_Aim 1_.
Summarize the article on the BBC's suspension of Gary Lineker in two sentences.
_Aim 2_.
Transcribe everything in the article on the BBC's suspension of Gary Lineker from "The Times reported" down to "an internal revolt.".

_Document excerpt_.
★ ★ ★ ★ ★ ★ ★

The BBC’s suspension of Gary Lineker over a social media comment raises a question that is wider than the shambles it created: Do people in the media have a right to voice a personal opinion?
Last Tuesday Lineker, the BBC’s highest paid star and presenter of Match of the Day, posted a tweet about the UK Conservative government’s plan to stop refugees crossing the English Channel. He described it as “an immeasurably cruel policy directed at the most vulnerable people in language that is not dissimilar to that used by Germany in the 30s.”
By Friday an extraordinary meltdown had occurred, with the corporation announcing Lineker would “step back” from Match of the Day. In plain English, the director-general Tim Davie had suspended him because ‘a red line has been crossed’ on BBC neutrality. Several colleagues walked out in support of the former professional footballer. There was no Match of the Day last weekend and football coverage on the BBC was reduced to a pallid 20-minute substitute.
The Times reported Davie taking the moral high ground on Friday: “(as) editor in chief of the BBC, I think one of our founding principles is impartiality and that’s what I’m delivering on.” However, over the weekend, support within the corporation rank-and-file seemed to move toward Lineker. Davie, who had been in Washington, flew back to London for crisis meetings to head off what was rapidly becoming an internal revolt.
Lineker has had several run-ins with the BBC over tweeting his political views. Last year the corporation found he had breached social media guidelines over a tweet about Conservative Party donations. Curiously, that ruling was at odds with one in 2018 when The Sun called for his head over a Brexit tweet. Then, a BBC spokesperson said: “Gary is not involved in any news or political output for the BBC and as such, any expression of his personal political views does not affect the BBC’s impartiality.”
The BBC has clear rules that state staff and freelancers who work for BBC News and Current Affairs must not:
- State or reveal publicly how they vote or express support for any political party
- Express a view for or against any policy which is a matter of current party political debate
- Advocate any particular position on a matter of public policy, political or industrial controversy, or any other ‘controversial subject’
- Exhort a change in high-profile public policy
Lineker does not work for BBC News and, although the British taxman is disputing his status as an independent contractor, he has claimed he is not bound by the policy.
Corporation staff outside the news department may well feel last week’s suspension is a worrying example of ‘mission creep’ that could rob them of their personal rights. Hence, they have fallen in behind the presenter.
This morning the BBC reinstated Lineker (in time for the weekend’s FA Cup match) and announced an independent review of its social media policy. Lineker was unrepentant and the issue remains unsettled for now.
So, do people in media have a right to voice their personal opinions on social media?
Let’s bring the question home to New Zealand.

★ ★ ★ ★ ★ ★ ★

_Given information_.
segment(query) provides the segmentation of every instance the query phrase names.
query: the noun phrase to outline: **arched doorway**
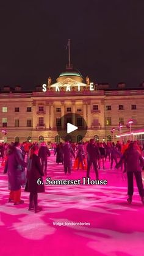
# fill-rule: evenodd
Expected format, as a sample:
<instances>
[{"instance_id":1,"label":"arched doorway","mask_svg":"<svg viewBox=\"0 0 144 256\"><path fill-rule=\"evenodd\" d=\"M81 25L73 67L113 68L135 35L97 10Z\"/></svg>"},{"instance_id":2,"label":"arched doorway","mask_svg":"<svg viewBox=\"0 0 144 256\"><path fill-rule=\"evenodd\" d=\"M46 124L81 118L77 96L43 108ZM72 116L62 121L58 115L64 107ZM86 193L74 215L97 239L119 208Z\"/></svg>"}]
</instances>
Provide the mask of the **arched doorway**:
<instances>
[{"instance_id":1,"label":"arched doorway","mask_svg":"<svg viewBox=\"0 0 144 256\"><path fill-rule=\"evenodd\" d=\"M55 137L55 142L56 143L59 143L59 142L60 142L60 136L59 136L59 135L57 135Z\"/></svg>"},{"instance_id":2,"label":"arched doorway","mask_svg":"<svg viewBox=\"0 0 144 256\"><path fill-rule=\"evenodd\" d=\"M80 141L81 141L82 140L82 137L81 135L77 135L77 138L76 138L76 141L77 142L79 142Z\"/></svg>"},{"instance_id":3,"label":"arched doorway","mask_svg":"<svg viewBox=\"0 0 144 256\"><path fill-rule=\"evenodd\" d=\"M107 141L112 141L112 136L110 135L107 135Z\"/></svg>"},{"instance_id":4,"label":"arched doorway","mask_svg":"<svg viewBox=\"0 0 144 256\"><path fill-rule=\"evenodd\" d=\"M98 142L99 141L98 135L95 135L95 136L93 137L93 139L95 139L95 141Z\"/></svg>"},{"instance_id":5,"label":"arched doorway","mask_svg":"<svg viewBox=\"0 0 144 256\"><path fill-rule=\"evenodd\" d=\"M15 137L15 142L20 142L20 137Z\"/></svg>"},{"instance_id":6,"label":"arched doorway","mask_svg":"<svg viewBox=\"0 0 144 256\"><path fill-rule=\"evenodd\" d=\"M27 137L27 142L31 142L31 141L32 141L32 137L31 137L31 136Z\"/></svg>"},{"instance_id":7,"label":"arched doorway","mask_svg":"<svg viewBox=\"0 0 144 256\"><path fill-rule=\"evenodd\" d=\"M44 137L42 135L40 135L38 137L38 141L40 142L42 142L42 141L44 141Z\"/></svg>"}]
</instances>

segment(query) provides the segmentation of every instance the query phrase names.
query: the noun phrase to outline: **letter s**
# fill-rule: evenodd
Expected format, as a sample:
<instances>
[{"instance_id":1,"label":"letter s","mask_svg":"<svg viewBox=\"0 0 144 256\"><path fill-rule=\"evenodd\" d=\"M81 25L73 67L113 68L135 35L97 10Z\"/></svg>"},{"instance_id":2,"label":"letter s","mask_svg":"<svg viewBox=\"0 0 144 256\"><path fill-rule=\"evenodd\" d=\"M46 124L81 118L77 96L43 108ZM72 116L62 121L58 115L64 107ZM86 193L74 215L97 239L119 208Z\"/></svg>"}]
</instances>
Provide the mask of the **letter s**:
<instances>
[{"instance_id":1,"label":"letter s","mask_svg":"<svg viewBox=\"0 0 144 256\"><path fill-rule=\"evenodd\" d=\"M51 184L50 180L51 180L51 178L46 178L46 185L50 185Z\"/></svg>"},{"instance_id":2,"label":"letter s","mask_svg":"<svg viewBox=\"0 0 144 256\"><path fill-rule=\"evenodd\" d=\"M43 92L46 92L46 84L43 84L42 85L42 87L43 87Z\"/></svg>"}]
</instances>

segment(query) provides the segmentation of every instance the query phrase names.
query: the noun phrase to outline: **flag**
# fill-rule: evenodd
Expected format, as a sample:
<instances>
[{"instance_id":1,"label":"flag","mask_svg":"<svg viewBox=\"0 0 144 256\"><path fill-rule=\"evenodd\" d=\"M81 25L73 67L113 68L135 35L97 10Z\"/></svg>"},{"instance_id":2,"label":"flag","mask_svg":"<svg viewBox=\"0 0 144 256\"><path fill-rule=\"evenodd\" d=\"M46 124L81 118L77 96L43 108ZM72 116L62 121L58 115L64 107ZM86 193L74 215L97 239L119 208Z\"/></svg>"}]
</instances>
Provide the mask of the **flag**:
<instances>
[{"instance_id":1,"label":"flag","mask_svg":"<svg viewBox=\"0 0 144 256\"><path fill-rule=\"evenodd\" d=\"M67 46L65 47L65 49L67 49L68 46L68 43L67 43Z\"/></svg>"}]
</instances>

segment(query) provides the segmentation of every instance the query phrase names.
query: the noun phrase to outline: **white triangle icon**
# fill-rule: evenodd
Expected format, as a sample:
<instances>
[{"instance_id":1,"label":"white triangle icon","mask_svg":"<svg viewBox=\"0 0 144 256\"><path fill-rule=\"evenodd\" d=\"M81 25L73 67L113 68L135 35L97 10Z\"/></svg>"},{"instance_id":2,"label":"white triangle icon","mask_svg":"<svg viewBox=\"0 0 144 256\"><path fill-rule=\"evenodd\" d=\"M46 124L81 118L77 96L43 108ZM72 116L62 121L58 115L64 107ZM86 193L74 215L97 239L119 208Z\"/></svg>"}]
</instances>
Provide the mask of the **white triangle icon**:
<instances>
[{"instance_id":1,"label":"white triangle icon","mask_svg":"<svg viewBox=\"0 0 144 256\"><path fill-rule=\"evenodd\" d=\"M78 129L78 127L71 125L70 123L67 123L67 133L72 133L72 131L74 131L77 129Z\"/></svg>"}]
</instances>

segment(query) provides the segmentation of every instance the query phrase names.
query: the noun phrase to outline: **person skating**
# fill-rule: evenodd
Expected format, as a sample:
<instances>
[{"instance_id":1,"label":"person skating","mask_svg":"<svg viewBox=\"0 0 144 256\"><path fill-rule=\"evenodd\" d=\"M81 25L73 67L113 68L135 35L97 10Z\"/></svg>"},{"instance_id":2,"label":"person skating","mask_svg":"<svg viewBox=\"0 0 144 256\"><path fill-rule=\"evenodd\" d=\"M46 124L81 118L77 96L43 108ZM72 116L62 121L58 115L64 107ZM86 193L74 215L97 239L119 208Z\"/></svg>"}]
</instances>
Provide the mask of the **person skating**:
<instances>
[{"instance_id":1,"label":"person skating","mask_svg":"<svg viewBox=\"0 0 144 256\"><path fill-rule=\"evenodd\" d=\"M97 161L100 158L100 153L98 147L95 144L93 139L90 140L90 142L87 147L87 178L90 178L90 170L92 164L93 164L96 174L96 178L98 180L98 171L97 169Z\"/></svg>"},{"instance_id":2,"label":"person skating","mask_svg":"<svg viewBox=\"0 0 144 256\"><path fill-rule=\"evenodd\" d=\"M38 193L45 192L42 176L44 173L40 164L38 153L38 146L35 145L31 150L31 154L27 162L27 183L25 191L30 192L29 210L35 210L35 213L41 210L38 206Z\"/></svg>"},{"instance_id":3,"label":"person skating","mask_svg":"<svg viewBox=\"0 0 144 256\"><path fill-rule=\"evenodd\" d=\"M127 200L129 204L131 203L134 193L134 175L139 195L142 203L144 204L144 189L142 178L142 167L144 166L144 159L140 153L137 150L137 146L135 143L131 142L129 144L128 149L121 156L119 163L116 165L116 168L121 166L123 161L125 161L126 164L128 177L128 198Z\"/></svg>"}]
</instances>

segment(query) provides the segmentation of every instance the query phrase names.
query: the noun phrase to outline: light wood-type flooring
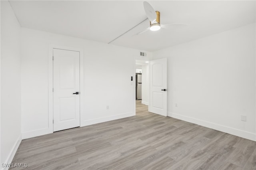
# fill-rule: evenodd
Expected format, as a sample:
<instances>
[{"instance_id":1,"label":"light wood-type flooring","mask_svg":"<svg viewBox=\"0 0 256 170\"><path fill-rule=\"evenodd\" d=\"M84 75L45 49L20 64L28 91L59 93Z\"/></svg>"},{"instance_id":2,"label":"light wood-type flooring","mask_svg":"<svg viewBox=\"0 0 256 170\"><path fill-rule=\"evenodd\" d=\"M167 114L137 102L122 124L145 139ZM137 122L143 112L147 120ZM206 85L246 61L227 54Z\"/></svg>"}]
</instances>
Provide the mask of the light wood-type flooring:
<instances>
[{"instance_id":1,"label":"light wood-type flooring","mask_svg":"<svg viewBox=\"0 0 256 170\"><path fill-rule=\"evenodd\" d=\"M135 116L23 140L12 163L34 170L256 169L256 142L149 113L140 102Z\"/></svg>"}]
</instances>

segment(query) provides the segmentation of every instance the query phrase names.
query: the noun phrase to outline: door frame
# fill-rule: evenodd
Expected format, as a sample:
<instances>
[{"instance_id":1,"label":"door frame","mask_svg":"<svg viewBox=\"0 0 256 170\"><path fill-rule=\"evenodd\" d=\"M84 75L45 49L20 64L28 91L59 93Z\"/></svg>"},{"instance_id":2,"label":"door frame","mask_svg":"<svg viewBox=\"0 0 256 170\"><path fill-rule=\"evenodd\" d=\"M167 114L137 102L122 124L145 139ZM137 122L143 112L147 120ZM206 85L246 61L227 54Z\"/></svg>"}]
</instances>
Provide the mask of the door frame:
<instances>
[{"instance_id":1,"label":"door frame","mask_svg":"<svg viewBox=\"0 0 256 170\"><path fill-rule=\"evenodd\" d=\"M134 115L136 115L136 90L135 88L136 88L136 60L140 60L140 61L148 61L148 63L147 65L148 67L148 111L150 112L150 89L149 87L149 82L150 82L150 67L149 67L149 62L150 62L151 59L148 59L147 60L144 60L140 59L134 59L134 63L133 63L133 103L134 103L134 111L135 113Z\"/></svg>"},{"instance_id":2,"label":"door frame","mask_svg":"<svg viewBox=\"0 0 256 170\"><path fill-rule=\"evenodd\" d=\"M48 128L53 133L53 49L57 49L75 51L80 53L80 126L81 125L81 113L84 113L84 50L82 49L74 48L55 44L49 44L48 54ZM82 95L81 95L82 94Z\"/></svg>"}]
</instances>

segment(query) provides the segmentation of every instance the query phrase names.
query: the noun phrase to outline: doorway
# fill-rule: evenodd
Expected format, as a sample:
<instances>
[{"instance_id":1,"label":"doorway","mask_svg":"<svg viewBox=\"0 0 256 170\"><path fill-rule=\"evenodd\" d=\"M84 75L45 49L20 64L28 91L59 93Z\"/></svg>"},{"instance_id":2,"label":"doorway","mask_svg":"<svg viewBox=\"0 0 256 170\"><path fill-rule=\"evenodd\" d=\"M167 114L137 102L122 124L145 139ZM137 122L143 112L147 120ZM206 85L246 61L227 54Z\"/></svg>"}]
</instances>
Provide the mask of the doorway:
<instances>
[{"instance_id":1,"label":"doorway","mask_svg":"<svg viewBox=\"0 0 256 170\"><path fill-rule=\"evenodd\" d=\"M80 126L80 53L53 49L54 132Z\"/></svg>"},{"instance_id":2,"label":"doorway","mask_svg":"<svg viewBox=\"0 0 256 170\"><path fill-rule=\"evenodd\" d=\"M142 111L140 110L142 109L148 110L148 61L136 60L135 61L135 97L136 114Z\"/></svg>"},{"instance_id":3,"label":"doorway","mask_svg":"<svg viewBox=\"0 0 256 170\"><path fill-rule=\"evenodd\" d=\"M48 61L49 132L80 127L84 119L83 50L50 44Z\"/></svg>"}]
</instances>

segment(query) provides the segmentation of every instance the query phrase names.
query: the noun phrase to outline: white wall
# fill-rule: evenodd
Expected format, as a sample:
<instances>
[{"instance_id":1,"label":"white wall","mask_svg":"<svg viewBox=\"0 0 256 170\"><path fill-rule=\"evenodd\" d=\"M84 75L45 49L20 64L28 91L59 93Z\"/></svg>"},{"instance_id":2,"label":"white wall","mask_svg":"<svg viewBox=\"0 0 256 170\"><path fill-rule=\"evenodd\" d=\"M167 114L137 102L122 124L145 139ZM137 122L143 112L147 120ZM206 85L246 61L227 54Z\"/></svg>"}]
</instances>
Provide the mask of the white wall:
<instances>
[{"instance_id":1,"label":"white wall","mask_svg":"<svg viewBox=\"0 0 256 170\"><path fill-rule=\"evenodd\" d=\"M84 50L84 112L81 113L82 126L135 115L135 81L131 82L131 76L135 77L135 59L141 58L139 50L27 28L21 30L23 138L49 131L50 44ZM150 59L152 55L148 54L147 59Z\"/></svg>"},{"instance_id":2,"label":"white wall","mask_svg":"<svg viewBox=\"0 0 256 170\"><path fill-rule=\"evenodd\" d=\"M252 24L153 53L154 59L168 58L169 116L256 140L255 29Z\"/></svg>"},{"instance_id":3,"label":"white wall","mask_svg":"<svg viewBox=\"0 0 256 170\"><path fill-rule=\"evenodd\" d=\"M1 163L11 163L21 140L20 33L9 2L1 1Z\"/></svg>"}]
</instances>

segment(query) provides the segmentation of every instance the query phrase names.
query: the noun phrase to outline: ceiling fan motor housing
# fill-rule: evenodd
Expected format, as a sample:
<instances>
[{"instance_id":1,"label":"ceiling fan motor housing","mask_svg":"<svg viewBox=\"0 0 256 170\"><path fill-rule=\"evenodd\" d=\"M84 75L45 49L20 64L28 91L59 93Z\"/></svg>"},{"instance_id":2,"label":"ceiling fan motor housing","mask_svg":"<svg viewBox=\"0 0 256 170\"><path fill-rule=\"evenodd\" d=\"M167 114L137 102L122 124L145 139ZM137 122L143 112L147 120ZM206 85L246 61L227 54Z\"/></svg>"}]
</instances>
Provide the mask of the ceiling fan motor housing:
<instances>
[{"instance_id":1,"label":"ceiling fan motor housing","mask_svg":"<svg viewBox=\"0 0 256 170\"><path fill-rule=\"evenodd\" d=\"M160 12L159 11L156 11L156 21L158 24L160 24ZM149 21L150 23L150 25L151 25L151 22Z\"/></svg>"}]
</instances>

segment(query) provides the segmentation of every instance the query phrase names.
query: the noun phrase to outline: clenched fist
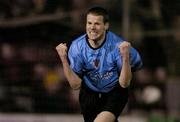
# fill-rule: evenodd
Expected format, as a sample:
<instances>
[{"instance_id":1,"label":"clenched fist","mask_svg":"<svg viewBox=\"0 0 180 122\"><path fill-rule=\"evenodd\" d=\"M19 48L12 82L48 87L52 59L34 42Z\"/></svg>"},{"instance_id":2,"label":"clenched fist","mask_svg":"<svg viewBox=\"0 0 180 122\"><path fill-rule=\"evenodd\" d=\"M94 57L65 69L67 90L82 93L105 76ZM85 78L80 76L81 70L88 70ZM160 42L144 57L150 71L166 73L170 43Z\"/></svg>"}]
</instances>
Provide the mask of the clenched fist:
<instances>
[{"instance_id":1,"label":"clenched fist","mask_svg":"<svg viewBox=\"0 0 180 122\"><path fill-rule=\"evenodd\" d=\"M56 46L56 50L57 50L58 55L61 58L62 62L67 59L67 46L66 46L66 43L60 43L58 46Z\"/></svg>"},{"instance_id":2,"label":"clenched fist","mask_svg":"<svg viewBox=\"0 0 180 122\"><path fill-rule=\"evenodd\" d=\"M131 47L131 44L129 42L126 42L126 41L122 42L119 45L119 50L120 50L120 53L121 53L123 59L129 59L130 47Z\"/></svg>"}]
</instances>

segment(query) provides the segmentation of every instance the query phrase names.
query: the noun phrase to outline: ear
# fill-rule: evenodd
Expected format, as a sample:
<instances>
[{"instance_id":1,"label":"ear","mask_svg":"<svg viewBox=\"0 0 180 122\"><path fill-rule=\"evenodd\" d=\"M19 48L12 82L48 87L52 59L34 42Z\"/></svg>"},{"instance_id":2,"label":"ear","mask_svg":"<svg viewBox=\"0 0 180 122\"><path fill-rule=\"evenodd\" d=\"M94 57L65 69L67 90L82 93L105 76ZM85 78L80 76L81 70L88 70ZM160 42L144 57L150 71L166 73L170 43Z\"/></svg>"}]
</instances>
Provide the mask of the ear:
<instances>
[{"instance_id":1,"label":"ear","mask_svg":"<svg viewBox=\"0 0 180 122\"><path fill-rule=\"evenodd\" d=\"M108 22L105 23L105 29L106 29L106 30L109 29L109 23L108 23Z\"/></svg>"}]
</instances>

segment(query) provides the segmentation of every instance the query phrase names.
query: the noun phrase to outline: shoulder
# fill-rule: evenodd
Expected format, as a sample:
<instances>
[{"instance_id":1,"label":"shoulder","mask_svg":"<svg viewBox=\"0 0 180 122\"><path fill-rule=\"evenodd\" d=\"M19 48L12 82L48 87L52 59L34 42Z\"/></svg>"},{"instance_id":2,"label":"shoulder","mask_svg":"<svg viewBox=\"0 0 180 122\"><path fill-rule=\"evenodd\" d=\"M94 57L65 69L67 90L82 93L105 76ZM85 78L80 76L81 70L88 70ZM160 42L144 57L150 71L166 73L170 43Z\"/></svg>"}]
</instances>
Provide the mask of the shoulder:
<instances>
[{"instance_id":1,"label":"shoulder","mask_svg":"<svg viewBox=\"0 0 180 122\"><path fill-rule=\"evenodd\" d=\"M70 48L80 48L85 44L85 42L86 34L83 34L72 41Z\"/></svg>"}]
</instances>

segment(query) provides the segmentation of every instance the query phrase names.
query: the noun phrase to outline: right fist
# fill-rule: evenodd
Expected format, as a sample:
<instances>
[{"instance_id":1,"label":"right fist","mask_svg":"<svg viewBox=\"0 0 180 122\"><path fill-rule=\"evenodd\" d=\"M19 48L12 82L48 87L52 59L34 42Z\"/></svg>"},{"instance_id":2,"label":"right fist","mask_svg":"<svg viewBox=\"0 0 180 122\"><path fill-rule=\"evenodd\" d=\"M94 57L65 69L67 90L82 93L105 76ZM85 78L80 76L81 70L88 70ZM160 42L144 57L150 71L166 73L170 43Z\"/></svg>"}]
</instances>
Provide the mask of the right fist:
<instances>
[{"instance_id":1,"label":"right fist","mask_svg":"<svg viewBox=\"0 0 180 122\"><path fill-rule=\"evenodd\" d=\"M66 43L60 43L58 46L56 46L56 51L58 52L58 55L61 59L64 59L67 57L67 46Z\"/></svg>"}]
</instances>

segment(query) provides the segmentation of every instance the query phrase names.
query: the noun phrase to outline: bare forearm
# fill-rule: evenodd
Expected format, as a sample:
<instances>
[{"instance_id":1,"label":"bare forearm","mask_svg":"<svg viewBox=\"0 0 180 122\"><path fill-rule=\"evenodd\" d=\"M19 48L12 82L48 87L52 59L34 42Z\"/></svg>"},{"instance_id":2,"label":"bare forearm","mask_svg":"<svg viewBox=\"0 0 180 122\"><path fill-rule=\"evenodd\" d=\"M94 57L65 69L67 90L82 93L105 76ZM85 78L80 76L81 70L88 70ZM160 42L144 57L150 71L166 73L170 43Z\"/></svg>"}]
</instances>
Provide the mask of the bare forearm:
<instances>
[{"instance_id":1,"label":"bare forearm","mask_svg":"<svg viewBox=\"0 0 180 122\"><path fill-rule=\"evenodd\" d=\"M63 70L65 77L67 78L72 89L79 89L81 86L81 79L78 77L76 73L72 71L70 65L67 61L63 61Z\"/></svg>"},{"instance_id":2,"label":"bare forearm","mask_svg":"<svg viewBox=\"0 0 180 122\"><path fill-rule=\"evenodd\" d=\"M123 65L119 77L119 83L121 87L126 88L130 85L132 79L131 66L129 59L123 59Z\"/></svg>"}]
</instances>

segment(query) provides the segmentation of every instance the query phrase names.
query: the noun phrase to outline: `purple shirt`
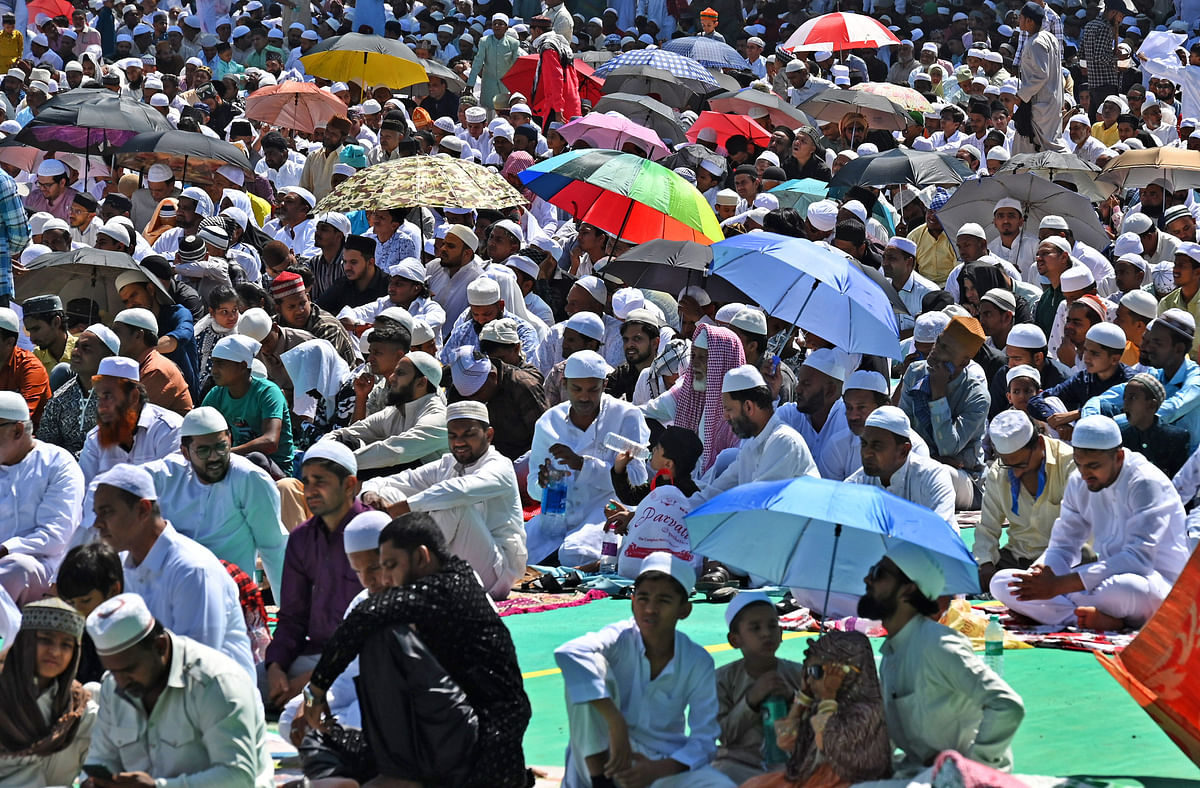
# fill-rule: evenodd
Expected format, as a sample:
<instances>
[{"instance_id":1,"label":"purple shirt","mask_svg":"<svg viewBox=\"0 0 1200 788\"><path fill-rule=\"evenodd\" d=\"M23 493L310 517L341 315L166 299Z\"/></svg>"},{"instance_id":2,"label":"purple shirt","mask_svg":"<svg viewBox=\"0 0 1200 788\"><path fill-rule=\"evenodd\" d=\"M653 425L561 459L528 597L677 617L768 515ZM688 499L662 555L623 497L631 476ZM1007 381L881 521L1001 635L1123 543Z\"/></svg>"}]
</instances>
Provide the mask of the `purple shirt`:
<instances>
[{"instance_id":1,"label":"purple shirt","mask_svg":"<svg viewBox=\"0 0 1200 788\"><path fill-rule=\"evenodd\" d=\"M342 622L350 600L362 590L346 558L342 534L356 515L370 511L354 501L330 534L319 517L300 523L288 536L280 589L280 622L266 646L266 660L287 670L298 656L319 654Z\"/></svg>"}]
</instances>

★ ★ ★ ★ ★ ★ ★

_Exercise answer 1_.
The BBC suspended Match of the Day presenter Gary Lineker after he tweeted that the UK Conservative government's plan to stop refugees crossing the English Channel used language not dissimilar to that of Germany in the 30s, and several colleagues walked out in support, leaving no Match of the Day that weekend. Lineker, who does not work for BBC News and has claimed he is not bound by its impartiality rules, has since been reinstated, and the BBC has announced an independent review of its social media policy.

_Exercise answer 2_.
The Times reported Davie taking the moral high ground on Friday: “(as) editor in chief of the BBC, I think one of our founding principles is impartiality and that’s what I’m delivering on.” However, over the weekend, support within the corporation rank-and-file seemed to move toward Lineker. Davie, who had been in Washington, flew back to London for crisis meetings to head off what was rapidly becoming an internal revolt.